* _INSTRUCTIONS FOR THE TASK_: List each line in the records below that contains the string "yellow", reproducing every matching line in full.
━━━━━━━━━━━━━━━━
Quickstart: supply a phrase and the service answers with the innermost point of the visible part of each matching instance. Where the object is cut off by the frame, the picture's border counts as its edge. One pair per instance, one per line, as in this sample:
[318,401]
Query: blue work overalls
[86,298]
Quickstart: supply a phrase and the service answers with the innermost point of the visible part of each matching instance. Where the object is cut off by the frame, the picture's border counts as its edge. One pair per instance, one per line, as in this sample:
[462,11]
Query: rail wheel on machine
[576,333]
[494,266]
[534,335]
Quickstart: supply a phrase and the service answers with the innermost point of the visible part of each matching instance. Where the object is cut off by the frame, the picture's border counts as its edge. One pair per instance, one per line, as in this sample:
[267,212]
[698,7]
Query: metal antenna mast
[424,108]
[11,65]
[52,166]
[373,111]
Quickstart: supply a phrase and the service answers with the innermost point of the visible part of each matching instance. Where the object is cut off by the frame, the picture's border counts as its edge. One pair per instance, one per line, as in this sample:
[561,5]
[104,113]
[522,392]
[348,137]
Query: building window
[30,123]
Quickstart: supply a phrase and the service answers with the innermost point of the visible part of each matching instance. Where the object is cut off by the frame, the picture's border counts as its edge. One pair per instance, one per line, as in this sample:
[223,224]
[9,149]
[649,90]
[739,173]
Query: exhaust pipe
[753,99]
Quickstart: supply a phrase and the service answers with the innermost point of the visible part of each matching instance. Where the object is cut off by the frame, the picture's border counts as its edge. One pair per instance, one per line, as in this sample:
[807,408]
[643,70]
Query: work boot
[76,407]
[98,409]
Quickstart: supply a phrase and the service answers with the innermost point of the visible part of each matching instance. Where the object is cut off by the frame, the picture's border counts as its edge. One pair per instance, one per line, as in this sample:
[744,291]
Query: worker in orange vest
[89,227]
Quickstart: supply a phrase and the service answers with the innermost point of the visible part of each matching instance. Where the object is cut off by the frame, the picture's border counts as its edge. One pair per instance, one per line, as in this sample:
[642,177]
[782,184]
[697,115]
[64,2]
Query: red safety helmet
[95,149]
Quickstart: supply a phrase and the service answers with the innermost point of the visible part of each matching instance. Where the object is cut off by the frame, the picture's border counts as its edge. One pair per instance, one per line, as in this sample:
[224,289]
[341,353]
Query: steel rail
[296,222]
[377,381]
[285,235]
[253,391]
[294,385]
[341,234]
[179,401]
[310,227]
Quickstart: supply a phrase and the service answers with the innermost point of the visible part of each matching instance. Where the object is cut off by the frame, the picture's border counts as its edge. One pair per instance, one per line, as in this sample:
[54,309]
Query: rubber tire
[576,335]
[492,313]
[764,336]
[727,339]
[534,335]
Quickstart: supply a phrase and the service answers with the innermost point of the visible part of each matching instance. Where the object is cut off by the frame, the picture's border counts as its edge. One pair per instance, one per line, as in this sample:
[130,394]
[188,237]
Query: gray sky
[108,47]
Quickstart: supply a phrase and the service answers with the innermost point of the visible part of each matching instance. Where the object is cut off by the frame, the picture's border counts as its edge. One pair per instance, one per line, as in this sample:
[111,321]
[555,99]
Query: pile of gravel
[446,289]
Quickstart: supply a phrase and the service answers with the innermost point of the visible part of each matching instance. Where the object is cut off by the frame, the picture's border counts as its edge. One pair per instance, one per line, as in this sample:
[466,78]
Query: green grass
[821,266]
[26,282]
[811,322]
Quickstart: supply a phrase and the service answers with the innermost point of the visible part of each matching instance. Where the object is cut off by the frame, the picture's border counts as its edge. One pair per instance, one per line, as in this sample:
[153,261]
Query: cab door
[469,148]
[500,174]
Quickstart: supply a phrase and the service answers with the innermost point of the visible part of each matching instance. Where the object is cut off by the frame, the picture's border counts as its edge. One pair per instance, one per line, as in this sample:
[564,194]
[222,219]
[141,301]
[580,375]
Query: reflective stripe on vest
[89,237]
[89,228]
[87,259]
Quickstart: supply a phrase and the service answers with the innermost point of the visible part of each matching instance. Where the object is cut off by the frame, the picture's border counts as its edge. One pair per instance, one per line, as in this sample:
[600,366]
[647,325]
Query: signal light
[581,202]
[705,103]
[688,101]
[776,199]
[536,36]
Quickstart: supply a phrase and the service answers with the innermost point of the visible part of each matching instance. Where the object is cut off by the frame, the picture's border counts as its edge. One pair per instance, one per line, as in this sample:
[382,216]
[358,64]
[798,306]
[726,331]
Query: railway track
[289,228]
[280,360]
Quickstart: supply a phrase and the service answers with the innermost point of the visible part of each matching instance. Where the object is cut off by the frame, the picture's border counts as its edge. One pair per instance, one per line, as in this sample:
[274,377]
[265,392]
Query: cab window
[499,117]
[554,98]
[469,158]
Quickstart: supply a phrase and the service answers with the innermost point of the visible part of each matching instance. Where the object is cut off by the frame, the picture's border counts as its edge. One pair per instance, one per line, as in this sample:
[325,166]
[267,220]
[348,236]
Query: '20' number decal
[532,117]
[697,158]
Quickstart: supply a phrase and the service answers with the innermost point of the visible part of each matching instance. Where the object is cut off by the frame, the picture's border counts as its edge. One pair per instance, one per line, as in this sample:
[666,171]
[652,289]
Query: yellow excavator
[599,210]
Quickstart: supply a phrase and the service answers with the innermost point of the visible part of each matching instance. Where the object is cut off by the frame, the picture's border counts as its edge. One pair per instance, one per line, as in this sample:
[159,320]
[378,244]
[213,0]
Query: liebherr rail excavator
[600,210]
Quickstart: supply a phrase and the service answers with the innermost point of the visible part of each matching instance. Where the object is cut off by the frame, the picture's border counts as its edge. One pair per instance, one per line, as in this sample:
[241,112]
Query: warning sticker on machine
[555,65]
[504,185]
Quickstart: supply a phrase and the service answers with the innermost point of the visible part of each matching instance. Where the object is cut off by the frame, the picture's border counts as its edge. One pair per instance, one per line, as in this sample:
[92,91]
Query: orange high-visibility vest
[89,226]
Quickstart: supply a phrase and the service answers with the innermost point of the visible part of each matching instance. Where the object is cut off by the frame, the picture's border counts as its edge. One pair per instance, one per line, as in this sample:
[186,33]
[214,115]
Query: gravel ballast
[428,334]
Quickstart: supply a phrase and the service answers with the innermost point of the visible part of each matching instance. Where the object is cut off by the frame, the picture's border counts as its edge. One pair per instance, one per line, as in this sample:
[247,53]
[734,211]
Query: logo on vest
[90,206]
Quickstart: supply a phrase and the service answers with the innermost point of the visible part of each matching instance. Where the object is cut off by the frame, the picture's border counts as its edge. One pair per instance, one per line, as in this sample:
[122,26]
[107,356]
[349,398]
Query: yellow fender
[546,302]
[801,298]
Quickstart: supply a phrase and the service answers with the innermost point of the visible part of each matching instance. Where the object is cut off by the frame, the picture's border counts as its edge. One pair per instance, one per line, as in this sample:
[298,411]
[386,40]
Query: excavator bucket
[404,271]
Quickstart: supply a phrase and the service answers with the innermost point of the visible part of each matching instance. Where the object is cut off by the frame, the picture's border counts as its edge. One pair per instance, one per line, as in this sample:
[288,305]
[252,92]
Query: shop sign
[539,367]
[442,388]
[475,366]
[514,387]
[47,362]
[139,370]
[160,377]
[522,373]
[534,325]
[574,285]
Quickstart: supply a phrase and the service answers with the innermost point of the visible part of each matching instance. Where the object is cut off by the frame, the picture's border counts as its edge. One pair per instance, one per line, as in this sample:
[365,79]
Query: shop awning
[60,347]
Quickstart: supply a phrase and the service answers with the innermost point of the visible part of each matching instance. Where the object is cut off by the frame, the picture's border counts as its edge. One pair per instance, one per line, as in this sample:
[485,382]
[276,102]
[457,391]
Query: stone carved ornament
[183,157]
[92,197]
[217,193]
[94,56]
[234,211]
━━━━━━━━━━━━━━━━
* _REPLY TO THE TASK_:
Query: yellow excavator
Query: yellow fender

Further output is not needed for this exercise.